> **Problem requirements**
Pull every "overcast" line out of the data below.

> **Exercise input**

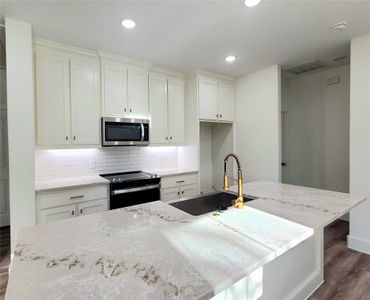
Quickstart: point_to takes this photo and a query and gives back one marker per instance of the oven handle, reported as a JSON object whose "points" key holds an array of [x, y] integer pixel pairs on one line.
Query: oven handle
{"points": [[139, 189]]}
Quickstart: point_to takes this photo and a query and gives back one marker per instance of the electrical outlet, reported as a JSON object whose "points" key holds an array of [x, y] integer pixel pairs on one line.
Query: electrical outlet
{"points": [[92, 164]]}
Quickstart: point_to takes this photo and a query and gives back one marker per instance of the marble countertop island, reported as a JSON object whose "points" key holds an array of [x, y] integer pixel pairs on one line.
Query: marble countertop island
{"points": [[149, 251], [155, 251]]}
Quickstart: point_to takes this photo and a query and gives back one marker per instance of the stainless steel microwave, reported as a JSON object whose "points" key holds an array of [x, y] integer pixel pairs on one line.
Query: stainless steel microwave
{"points": [[124, 132]]}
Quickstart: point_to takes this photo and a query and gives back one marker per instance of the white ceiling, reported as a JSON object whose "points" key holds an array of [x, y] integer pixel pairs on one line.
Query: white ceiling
{"points": [[189, 35]]}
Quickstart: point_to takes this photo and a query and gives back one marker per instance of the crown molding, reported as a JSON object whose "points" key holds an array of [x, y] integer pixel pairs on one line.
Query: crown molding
{"points": [[63, 47], [213, 75], [124, 59]]}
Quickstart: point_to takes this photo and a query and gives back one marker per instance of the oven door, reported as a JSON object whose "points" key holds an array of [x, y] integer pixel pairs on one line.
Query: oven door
{"points": [[124, 132], [134, 196]]}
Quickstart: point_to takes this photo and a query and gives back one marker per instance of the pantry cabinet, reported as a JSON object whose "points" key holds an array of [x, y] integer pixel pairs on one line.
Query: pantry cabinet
{"points": [[167, 101], [125, 90], [216, 100], [85, 101], [67, 98]]}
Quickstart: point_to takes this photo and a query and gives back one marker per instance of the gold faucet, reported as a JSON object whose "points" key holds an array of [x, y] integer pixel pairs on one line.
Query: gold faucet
{"points": [[238, 202]]}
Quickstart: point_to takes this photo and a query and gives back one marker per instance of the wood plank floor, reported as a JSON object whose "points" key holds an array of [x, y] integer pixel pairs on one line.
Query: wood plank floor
{"points": [[4, 259], [347, 272]]}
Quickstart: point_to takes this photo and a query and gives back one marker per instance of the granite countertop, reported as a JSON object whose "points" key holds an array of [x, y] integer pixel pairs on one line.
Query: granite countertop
{"points": [[311, 207], [148, 251], [155, 251]]}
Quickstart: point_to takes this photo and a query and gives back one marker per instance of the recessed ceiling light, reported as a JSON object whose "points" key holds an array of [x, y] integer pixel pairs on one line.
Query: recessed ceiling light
{"points": [[251, 3], [230, 58], [129, 24], [339, 26]]}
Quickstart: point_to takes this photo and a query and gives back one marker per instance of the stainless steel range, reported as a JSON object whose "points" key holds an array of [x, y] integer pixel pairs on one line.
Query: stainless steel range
{"points": [[131, 188]]}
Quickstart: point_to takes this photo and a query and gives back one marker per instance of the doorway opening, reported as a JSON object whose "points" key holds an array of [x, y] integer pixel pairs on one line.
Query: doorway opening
{"points": [[315, 128]]}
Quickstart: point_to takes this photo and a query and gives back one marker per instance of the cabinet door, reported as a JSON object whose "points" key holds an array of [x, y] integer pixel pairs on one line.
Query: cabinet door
{"points": [[114, 90], [226, 102], [158, 109], [4, 181], [85, 102], [57, 213], [170, 194], [176, 111], [52, 99], [188, 190], [138, 102], [2, 87], [91, 207], [208, 100]]}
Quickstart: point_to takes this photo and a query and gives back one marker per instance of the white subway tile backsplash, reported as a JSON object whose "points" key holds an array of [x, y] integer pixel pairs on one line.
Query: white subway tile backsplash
{"points": [[50, 164]]}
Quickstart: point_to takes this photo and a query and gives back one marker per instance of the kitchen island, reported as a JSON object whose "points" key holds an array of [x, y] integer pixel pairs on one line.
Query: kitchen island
{"points": [[155, 251]]}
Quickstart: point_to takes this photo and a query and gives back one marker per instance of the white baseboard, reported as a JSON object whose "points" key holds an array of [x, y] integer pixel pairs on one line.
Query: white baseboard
{"points": [[358, 244], [307, 287]]}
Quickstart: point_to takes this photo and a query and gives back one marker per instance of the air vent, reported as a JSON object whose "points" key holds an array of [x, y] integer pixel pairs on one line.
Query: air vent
{"points": [[306, 67]]}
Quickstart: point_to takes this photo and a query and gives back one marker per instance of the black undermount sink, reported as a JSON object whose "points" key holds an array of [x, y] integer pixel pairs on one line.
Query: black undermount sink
{"points": [[207, 203]]}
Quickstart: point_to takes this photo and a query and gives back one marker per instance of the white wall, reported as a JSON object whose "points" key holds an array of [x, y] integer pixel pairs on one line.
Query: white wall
{"points": [[58, 163], [317, 135], [21, 125], [359, 238], [258, 124]]}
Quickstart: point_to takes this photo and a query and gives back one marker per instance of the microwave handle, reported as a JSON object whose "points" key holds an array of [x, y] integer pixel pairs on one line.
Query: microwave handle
{"points": [[142, 131]]}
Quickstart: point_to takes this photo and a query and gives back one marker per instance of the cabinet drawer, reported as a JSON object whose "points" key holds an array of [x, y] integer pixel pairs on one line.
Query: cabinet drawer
{"points": [[71, 196], [57, 213], [179, 180], [170, 194]]}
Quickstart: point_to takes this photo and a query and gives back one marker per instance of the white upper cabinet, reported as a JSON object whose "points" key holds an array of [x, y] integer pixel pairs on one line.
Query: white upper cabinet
{"points": [[53, 99], [114, 90], [226, 100], [158, 109], [208, 105], [176, 109], [67, 97], [216, 100], [138, 102], [85, 101], [167, 101], [125, 90]]}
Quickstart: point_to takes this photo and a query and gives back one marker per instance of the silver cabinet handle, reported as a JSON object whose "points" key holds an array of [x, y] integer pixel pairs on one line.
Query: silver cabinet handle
{"points": [[76, 197]]}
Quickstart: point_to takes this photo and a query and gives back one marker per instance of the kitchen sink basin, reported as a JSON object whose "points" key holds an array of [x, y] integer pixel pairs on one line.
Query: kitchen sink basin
{"points": [[207, 203]]}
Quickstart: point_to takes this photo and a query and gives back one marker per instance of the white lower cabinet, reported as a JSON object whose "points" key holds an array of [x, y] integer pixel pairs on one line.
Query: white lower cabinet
{"points": [[179, 186], [57, 213], [69, 203]]}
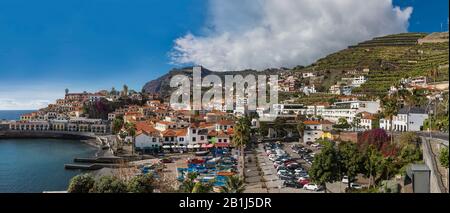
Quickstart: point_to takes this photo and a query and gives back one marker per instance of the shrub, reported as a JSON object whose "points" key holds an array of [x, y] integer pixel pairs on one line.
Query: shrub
{"points": [[141, 184], [81, 184]]}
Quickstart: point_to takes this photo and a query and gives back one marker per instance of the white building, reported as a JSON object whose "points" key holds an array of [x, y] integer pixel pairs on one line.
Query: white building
{"points": [[145, 140], [308, 75], [313, 131], [407, 119], [309, 90]]}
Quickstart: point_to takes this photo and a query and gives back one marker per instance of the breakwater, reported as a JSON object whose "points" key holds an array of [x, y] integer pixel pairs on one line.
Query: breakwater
{"points": [[10, 134]]}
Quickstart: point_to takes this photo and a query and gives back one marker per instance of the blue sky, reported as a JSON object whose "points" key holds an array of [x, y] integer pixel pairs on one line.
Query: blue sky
{"points": [[49, 45]]}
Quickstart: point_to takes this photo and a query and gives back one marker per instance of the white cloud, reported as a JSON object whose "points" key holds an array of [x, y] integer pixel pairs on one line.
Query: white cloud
{"points": [[261, 34]]}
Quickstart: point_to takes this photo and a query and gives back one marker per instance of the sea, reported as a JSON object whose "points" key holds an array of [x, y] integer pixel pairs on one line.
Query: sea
{"points": [[37, 165]]}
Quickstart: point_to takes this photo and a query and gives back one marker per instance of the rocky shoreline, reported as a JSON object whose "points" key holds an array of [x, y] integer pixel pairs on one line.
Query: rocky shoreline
{"points": [[8, 134]]}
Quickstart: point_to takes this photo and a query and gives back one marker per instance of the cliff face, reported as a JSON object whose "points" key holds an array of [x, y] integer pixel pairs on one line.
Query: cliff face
{"points": [[386, 60]]}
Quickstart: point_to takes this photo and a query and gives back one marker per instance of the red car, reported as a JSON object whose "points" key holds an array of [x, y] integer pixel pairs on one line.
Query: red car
{"points": [[166, 160], [304, 182], [286, 163]]}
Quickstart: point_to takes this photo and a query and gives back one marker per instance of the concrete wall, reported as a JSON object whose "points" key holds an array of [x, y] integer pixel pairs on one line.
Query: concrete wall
{"points": [[43, 134]]}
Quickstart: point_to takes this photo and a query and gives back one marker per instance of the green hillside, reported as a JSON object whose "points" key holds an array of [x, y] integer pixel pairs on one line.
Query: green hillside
{"points": [[389, 59]]}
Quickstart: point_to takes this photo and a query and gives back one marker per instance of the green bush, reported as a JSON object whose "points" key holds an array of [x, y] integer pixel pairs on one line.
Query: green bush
{"points": [[81, 184], [109, 184], [141, 184]]}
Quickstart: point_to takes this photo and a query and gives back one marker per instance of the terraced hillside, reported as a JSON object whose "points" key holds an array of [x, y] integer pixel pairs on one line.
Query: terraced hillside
{"points": [[389, 59]]}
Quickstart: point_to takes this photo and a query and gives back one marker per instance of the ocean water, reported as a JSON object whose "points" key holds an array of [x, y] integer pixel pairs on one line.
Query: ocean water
{"points": [[37, 165], [13, 114]]}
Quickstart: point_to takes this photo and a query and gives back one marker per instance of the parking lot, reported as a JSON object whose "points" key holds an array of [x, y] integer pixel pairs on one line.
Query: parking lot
{"points": [[274, 181]]}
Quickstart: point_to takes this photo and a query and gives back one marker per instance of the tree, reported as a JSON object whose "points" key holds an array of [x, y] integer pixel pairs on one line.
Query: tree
{"points": [[113, 91], [443, 157], [375, 137], [373, 163], [117, 125], [356, 121], [190, 185], [349, 159], [301, 128], [242, 134], [390, 108], [342, 124], [141, 184], [125, 90], [202, 188], [109, 184], [81, 184], [131, 130], [234, 184], [325, 167]]}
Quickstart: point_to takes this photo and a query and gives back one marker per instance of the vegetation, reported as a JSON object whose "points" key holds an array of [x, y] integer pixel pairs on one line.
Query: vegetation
{"points": [[141, 184], [242, 133], [388, 58], [350, 159], [374, 155], [234, 184], [342, 124], [109, 184], [326, 166], [443, 157], [81, 184], [117, 124]]}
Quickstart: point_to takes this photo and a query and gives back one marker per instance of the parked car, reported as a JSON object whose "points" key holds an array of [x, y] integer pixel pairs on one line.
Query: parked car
{"points": [[282, 168], [299, 170], [277, 163], [273, 158], [311, 187], [166, 160], [302, 175], [292, 184], [293, 165], [285, 177]]}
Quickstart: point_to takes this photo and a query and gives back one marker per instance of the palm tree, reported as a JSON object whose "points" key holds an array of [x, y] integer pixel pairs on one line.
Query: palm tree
{"points": [[301, 128], [241, 134], [125, 90], [241, 137], [234, 184], [131, 130], [390, 108]]}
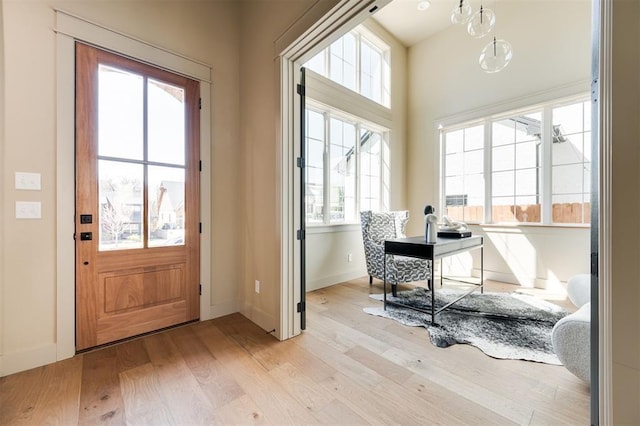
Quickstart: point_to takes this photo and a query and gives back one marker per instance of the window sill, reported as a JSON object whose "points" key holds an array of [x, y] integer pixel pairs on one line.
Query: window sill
{"points": [[336, 227], [532, 225]]}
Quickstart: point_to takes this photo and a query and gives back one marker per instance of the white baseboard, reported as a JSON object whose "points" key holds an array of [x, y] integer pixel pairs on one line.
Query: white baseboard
{"points": [[335, 279], [220, 310], [30, 358], [262, 319]]}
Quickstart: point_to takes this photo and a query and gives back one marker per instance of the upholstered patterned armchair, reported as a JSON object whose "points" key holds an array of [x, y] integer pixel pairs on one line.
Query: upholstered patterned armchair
{"points": [[380, 226]]}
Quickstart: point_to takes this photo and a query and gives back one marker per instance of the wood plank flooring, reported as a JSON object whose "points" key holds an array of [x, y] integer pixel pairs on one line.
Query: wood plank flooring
{"points": [[346, 368]]}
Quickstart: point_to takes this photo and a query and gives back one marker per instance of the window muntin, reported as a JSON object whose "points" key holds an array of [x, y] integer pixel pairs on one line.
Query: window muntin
{"points": [[342, 163], [523, 187], [315, 166], [571, 163], [464, 174], [346, 167], [357, 62], [516, 173], [141, 146]]}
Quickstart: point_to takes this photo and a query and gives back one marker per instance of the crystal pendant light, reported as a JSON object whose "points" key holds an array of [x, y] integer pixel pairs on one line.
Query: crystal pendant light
{"points": [[481, 23], [495, 56], [461, 13]]}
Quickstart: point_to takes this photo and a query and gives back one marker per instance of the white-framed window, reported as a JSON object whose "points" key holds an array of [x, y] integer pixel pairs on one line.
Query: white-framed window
{"points": [[358, 61], [532, 167], [347, 166]]}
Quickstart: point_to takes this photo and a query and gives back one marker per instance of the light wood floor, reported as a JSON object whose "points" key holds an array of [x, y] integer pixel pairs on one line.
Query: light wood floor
{"points": [[346, 368]]}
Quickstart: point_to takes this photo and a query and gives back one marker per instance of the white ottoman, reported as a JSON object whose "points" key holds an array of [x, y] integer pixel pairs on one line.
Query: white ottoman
{"points": [[571, 335]]}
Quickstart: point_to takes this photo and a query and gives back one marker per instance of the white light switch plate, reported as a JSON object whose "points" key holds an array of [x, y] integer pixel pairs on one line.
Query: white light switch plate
{"points": [[28, 181], [28, 210]]}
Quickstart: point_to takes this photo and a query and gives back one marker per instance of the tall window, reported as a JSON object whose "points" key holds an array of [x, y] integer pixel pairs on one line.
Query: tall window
{"points": [[347, 167], [515, 169], [538, 167], [357, 61], [464, 174], [571, 163]]}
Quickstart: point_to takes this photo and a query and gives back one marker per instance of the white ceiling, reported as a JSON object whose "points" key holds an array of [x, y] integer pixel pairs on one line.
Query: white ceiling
{"points": [[403, 19]]}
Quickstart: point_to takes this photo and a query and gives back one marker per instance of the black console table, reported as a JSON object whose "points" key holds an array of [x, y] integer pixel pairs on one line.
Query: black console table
{"points": [[443, 247]]}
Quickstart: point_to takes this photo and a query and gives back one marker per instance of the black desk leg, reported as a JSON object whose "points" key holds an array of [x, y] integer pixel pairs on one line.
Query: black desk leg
{"points": [[384, 280], [433, 292], [482, 269]]}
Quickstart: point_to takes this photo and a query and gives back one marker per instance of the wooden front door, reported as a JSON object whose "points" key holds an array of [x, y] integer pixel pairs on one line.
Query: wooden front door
{"points": [[137, 198]]}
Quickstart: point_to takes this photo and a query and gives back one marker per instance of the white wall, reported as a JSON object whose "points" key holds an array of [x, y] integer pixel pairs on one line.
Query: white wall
{"points": [[624, 290], [328, 247], [551, 44], [328, 250]]}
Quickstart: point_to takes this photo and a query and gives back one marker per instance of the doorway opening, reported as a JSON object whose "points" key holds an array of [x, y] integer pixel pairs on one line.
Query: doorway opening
{"points": [[290, 68]]}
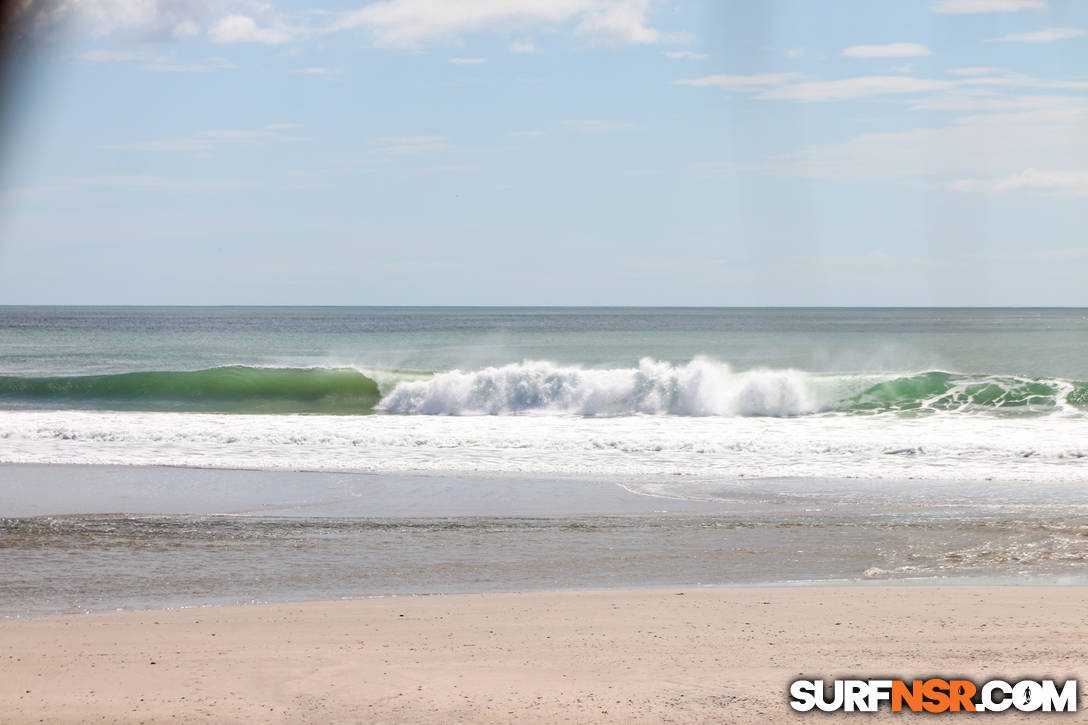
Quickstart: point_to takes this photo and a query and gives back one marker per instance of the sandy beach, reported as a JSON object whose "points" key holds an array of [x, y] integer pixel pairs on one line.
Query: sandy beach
{"points": [[681, 655]]}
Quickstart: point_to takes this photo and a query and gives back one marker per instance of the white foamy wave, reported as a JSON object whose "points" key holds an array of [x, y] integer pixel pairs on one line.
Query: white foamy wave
{"points": [[669, 450], [701, 388]]}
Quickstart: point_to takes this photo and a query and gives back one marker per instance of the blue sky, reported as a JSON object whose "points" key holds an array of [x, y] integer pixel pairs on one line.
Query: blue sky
{"points": [[551, 151]]}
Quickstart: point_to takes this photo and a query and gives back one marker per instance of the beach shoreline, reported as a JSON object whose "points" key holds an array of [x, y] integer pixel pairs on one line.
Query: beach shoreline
{"points": [[637, 655]]}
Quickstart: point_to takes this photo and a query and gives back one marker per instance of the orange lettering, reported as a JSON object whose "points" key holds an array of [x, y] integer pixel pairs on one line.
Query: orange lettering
{"points": [[936, 691], [901, 692]]}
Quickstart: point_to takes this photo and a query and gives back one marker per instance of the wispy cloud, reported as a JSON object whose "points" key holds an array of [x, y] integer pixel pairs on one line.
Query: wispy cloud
{"points": [[595, 125], [202, 66], [234, 29], [975, 70], [684, 54], [207, 140], [416, 23], [964, 7], [1048, 35], [890, 50], [158, 63], [753, 82], [972, 148], [854, 88], [1054, 183]]}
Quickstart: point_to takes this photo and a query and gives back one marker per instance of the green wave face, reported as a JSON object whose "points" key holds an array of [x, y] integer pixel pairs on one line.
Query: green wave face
{"points": [[944, 391], [234, 389]]}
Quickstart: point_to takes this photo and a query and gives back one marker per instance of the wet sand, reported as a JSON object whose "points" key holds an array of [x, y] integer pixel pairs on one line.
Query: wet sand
{"points": [[681, 655]]}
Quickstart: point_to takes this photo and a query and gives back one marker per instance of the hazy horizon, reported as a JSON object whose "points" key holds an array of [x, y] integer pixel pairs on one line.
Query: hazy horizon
{"points": [[591, 152]]}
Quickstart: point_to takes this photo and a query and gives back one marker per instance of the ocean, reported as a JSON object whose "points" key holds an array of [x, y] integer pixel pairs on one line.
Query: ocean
{"points": [[962, 434]]}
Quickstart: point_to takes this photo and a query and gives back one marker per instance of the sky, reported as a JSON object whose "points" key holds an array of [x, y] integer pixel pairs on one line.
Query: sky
{"points": [[845, 152]]}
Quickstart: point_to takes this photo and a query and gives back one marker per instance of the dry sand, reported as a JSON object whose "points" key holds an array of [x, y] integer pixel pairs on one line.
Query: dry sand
{"points": [[675, 655]]}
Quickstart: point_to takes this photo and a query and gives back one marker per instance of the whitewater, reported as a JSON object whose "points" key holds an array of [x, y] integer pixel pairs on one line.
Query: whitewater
{"points": [[938, 395]]}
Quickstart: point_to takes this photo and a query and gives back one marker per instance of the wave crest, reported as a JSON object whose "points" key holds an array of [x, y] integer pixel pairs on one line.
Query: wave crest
{"points": [[701, 388]]}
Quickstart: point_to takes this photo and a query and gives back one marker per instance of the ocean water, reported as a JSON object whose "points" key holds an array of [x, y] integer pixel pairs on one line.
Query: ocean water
{"points": [[181, 456], [930, 394]]}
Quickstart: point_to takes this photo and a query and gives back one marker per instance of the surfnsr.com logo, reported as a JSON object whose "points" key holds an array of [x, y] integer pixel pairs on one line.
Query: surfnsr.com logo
{"points": [[934, 695]]}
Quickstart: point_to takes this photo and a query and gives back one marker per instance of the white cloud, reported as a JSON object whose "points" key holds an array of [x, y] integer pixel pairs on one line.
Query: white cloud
{"points": [[1055, 183], [977, 146], [243, 28], [1049, 35], [684, 54], [754, 82], [595, 125], [854, 88], [415, 23], [622, 21], [186, 28], [971, 100], [975, 70], [890, 50], [959, 7], [145, 20]]}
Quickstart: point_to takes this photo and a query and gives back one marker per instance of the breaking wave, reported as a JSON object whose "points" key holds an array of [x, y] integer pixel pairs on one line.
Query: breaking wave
{"points": [[700, 388]]}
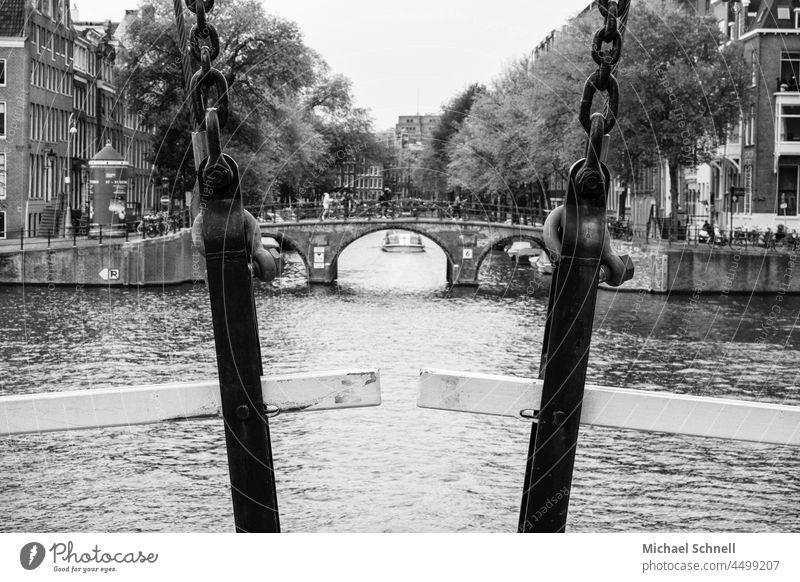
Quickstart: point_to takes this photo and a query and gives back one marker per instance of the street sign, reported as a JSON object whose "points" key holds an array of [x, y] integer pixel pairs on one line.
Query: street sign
{"points": [[109, 274]]}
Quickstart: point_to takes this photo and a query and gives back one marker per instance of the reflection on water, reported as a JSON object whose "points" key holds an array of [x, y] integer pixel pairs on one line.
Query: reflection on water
{"points": [[396, 467]]}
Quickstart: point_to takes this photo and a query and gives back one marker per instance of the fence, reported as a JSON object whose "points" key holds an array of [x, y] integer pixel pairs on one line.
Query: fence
{"points": [[141, 228], [401, 208]]}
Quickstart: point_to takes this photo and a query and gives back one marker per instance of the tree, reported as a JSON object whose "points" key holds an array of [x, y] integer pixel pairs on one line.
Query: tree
{"points": [[430, 168], [679, 89], [285, 104]]}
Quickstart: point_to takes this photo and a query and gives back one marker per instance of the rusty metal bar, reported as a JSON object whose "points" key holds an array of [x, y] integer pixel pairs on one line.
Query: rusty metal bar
{"points": [[546, 495], [230, 287]]}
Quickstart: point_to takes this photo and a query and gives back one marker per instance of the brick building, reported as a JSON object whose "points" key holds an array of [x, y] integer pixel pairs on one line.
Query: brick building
{"points": [[362, 176], [415, 131], [764, 158], [58, 106]]}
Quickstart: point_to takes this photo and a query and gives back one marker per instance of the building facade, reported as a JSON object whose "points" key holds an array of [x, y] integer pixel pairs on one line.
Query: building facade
{"points": [[362, 176], [59, 105], [415, 131]]}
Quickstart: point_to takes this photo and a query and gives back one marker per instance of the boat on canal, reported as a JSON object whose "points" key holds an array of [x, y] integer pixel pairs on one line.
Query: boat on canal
{"points": [[402, 242]]}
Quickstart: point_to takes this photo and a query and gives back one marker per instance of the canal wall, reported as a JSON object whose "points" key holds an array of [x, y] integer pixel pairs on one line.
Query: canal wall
{"points": [[167, 260], [171, 260], [688, 269]]}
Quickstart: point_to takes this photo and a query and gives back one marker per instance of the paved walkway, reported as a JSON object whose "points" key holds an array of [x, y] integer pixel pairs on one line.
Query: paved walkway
{"points": [[42, 243]]}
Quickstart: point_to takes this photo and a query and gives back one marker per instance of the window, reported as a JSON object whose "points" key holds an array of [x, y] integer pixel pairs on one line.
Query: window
{"points": [[2, 176], [748, 188], [750, 138], [790, 123], [790, 69], [787, 190]]}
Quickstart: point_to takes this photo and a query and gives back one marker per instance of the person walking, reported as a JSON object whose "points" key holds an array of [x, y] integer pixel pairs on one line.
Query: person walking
{"points": [[326, 205]]}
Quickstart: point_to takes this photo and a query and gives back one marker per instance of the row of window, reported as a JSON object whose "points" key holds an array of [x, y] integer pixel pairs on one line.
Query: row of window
{"points": [[48, 124], [51, 78], [84, 100], [2, 176], [57, 43]]}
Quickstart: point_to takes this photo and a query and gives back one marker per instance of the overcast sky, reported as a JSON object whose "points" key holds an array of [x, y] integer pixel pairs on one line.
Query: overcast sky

> **Task output**
Quickstart: point_to takes this photo and a query and gives back one marker per instance of the overcast sky, reported as a JSON object whose "points" key holds an array of [x, y] integer pixel pairs on one line.
Query: overcast sky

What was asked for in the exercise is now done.